** DATA FOR REVIEW follows **

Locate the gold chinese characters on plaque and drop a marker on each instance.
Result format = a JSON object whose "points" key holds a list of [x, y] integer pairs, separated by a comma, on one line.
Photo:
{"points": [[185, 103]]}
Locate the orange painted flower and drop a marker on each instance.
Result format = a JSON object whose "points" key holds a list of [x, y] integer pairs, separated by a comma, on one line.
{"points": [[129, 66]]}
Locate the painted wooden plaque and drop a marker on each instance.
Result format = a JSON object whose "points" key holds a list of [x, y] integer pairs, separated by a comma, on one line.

** End of DATA FOR REVIEW **
** DATA FOR REVIEW follows **

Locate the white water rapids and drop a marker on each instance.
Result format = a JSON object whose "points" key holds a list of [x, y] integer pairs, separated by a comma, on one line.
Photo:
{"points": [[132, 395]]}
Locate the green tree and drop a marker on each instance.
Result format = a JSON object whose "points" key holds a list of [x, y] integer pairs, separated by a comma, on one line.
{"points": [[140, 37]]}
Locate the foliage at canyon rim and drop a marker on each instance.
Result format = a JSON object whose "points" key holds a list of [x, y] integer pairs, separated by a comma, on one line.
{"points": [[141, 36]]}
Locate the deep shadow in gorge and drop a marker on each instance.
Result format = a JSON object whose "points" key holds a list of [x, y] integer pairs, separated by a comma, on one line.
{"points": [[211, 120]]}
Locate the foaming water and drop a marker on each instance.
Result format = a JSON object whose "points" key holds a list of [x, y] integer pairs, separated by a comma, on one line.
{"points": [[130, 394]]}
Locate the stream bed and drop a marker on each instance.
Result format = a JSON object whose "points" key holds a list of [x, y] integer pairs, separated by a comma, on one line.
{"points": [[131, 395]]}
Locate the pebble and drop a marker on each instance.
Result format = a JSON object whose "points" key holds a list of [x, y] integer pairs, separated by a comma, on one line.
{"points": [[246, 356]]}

** End of DATA FOR REVIEW **

How many of the lines above include the word "plaque"? Respond with the number alone.

RESULT FOR THIS EXERCISE >>
2